THE DATA below:

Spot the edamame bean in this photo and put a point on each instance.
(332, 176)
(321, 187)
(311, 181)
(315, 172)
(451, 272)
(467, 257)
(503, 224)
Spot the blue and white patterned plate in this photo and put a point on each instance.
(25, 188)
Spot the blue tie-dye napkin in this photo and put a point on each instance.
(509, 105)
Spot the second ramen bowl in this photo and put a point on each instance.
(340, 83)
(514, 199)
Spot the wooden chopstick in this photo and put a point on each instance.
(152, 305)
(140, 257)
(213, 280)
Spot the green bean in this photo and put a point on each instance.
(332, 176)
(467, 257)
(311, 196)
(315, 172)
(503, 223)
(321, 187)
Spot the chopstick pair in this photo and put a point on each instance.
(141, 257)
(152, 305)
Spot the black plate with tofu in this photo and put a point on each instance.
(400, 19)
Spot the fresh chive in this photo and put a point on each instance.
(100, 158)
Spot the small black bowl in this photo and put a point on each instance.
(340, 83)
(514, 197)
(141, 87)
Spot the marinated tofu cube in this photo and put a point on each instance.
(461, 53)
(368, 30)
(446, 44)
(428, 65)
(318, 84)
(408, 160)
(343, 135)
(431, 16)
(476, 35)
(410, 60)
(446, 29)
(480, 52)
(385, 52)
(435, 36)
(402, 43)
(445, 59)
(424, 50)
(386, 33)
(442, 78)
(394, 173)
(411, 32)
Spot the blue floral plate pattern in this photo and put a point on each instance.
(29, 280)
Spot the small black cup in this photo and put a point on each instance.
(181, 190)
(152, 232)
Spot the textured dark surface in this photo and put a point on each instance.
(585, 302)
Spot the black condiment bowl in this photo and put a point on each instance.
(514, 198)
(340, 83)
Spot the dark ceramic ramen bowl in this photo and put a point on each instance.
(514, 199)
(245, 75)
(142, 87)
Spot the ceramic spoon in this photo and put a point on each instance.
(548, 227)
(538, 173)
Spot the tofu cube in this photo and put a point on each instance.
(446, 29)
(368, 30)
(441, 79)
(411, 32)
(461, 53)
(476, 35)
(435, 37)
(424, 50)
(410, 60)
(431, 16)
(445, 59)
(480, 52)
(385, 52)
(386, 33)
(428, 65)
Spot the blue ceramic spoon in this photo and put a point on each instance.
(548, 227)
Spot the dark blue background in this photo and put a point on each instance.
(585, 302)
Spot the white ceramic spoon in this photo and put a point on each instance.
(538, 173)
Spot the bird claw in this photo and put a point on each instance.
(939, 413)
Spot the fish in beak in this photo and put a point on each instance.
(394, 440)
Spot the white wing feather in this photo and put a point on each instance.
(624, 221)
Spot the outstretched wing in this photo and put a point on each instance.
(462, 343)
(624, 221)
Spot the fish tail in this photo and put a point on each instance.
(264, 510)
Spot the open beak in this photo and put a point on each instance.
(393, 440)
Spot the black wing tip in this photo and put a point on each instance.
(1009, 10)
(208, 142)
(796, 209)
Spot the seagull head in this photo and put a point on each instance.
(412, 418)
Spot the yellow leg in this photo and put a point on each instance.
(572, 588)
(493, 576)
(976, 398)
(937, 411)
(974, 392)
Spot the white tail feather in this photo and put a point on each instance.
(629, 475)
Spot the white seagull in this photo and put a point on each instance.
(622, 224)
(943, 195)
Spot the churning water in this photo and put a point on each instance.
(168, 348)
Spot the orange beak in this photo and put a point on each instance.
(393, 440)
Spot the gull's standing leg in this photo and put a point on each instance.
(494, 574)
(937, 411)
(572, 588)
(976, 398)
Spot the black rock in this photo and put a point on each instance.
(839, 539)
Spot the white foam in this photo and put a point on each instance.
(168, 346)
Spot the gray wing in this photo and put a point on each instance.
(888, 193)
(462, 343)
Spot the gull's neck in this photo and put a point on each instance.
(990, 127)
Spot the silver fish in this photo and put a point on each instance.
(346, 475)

End of THE DATA.

=== TASK BRIEF ===
Your answer must be an exact copy of all the entries.

=== ANSWER SPACE ===
Spot the edamame bean in this photo and put a point on each instance.
(332, 176)
(321, 187)
(311, 181)
(315, 172)
(451, 272)
(467, 257)
(503, 224)
Spot the blue and white patterned plate in this photo and put a point on each instance.
(25, 188)
Spot the blue tie-dye napkin in this photo and put a point on each instance.
(509, 105)
Spot the second ramen bowl in this photo and put a point on each instance.
(340, 83)
(514, 199)
Spot the wooden chopstick in this photo and put a point on each instance.
(152, 305)
(140, 257)
(213, 280)
Spot the green bean in this photo and put a point on each instance.
(332, 176)
(467, 257)
(311, 196)
(315, 172)
(503, 223)
(321, 187)
Spot the chopstick pair in this photo and put a point on each instance.
(141, 257)
(152, 305)
Spot the black plate with tofu in this photo and put a point on each instance.
(400, 19)
Spot the fresh chive in this photo and put a point on each instance.
(100, 158)
Spot the small black bowl in this photo and put a point on each instance.
(340, 83)
(514, 197)
(141, 87)
Spot the marinated tofu cube in this photo and put a point on each instance.
(461, 53)
(368, 30)
(446, 44)
(428, 65)
(318, 84)
(408, 160)
(343, 135)
(431, 16)
(476, 35)
(410, 60)
(446, 29)
(480, 52)
(385, 52)
(435, 36)
(402, 43)
(445, 59)
(424, 50)
(386, 33)
(442, 78)
(394, 173)
(411, 32)
Spot the blue floral plate pattern in this photo and put a point on each instance.
(29, 280)
Spot the small black cup in this photo and put a point on each instance.
(181, 190)
(152, 232)
Spot the textured dark surface in this photo and put a point on each instance.
(585, 302)
Spot the black condiment bowl in this photo and put a point on each instance.
(514, 198)
(340, 83)
Spot the dark ceramic ramen bowl in this photo and put a point on each instance.
(514, 199)
(245, 75)
(142, 87)
Spot the ceramic spoon in this photo and put a point on each instance.
(548, 227)
(538, 173)
Spot the tofu cube in this photo and put a point on each instance.
(446, 29)
(368, 30)
(441, 79)
(411, 32)
(461, 53)
(476, 35)
(435, 37)
(424, 50)
(410, 60)
(431, 16)
(445, 59)
(480, 52)
(385, 52)
(386, 33)
(428, 65)
Spot the blue ceramic spoon in this photo and put a point on each instance.
(548, 227)
Spot the dark blue background in this photo and put a point on each instance.
(585, 302)
Spot the white ceramic spoon in this photo and put a point on each instance.
(538, 173)
Spot the bird claw in this photo and put a point on each instance.
(939, 413)
Spot the fish in beak in this photo and put a point on each instance.
(394, 440)
Spot the white wing feather in this photo and put a point on each instance.
(624, 221)
Spot the outstretched wing in this photo and put a point on each instance.
(462, 343)
(624, 221)
Spot the fish tail in this photo and put a point on each instance.
(264, 510)
Spot the open beak in this photo and put a point on each instance.
(393, 440)
Spot the black wing tip in this photo and put a point on each instance.
(1009, 10)
(208, 142)
(796, 209)
Spot the seagull head in this photo and put a point on each instance.
(412, 418)
Spot the yellow leg in this photo and put a point on each instance.
(572, 588)
(493, 576)
(976, 398)
(937, 411)
(974, 392)
Spot the white tail feather in this photo and put a point on each instance.
(629, 475)
Spot the white seagull in this photo and put a point on each instance.
(622, 224)
(943, 195)
Spot the churning water in this photo and put a point on each instance.
(168, 348)
Spot the orange beak in this photo and put a point on each instance.
(393, 440)
Spot the gull's standing leg in this photo and put a point on each instance.
(494, 574)
(937, 411)
(572, 588)
(976, 398)
Spot the black rock in this photo and put a point on each instance.
(839, 539)
Spot the white foam in this photo and put a point on each instance.
(168, 346)
Spot the gray wing in this photo and put a point on each instance.
(888, 193)
(462, 343)
Spot the gull's neck in this photo and put a point on each instance.
(990, 127)
Spot the silver fish in this photo and put a point on each instance.
(346, 475)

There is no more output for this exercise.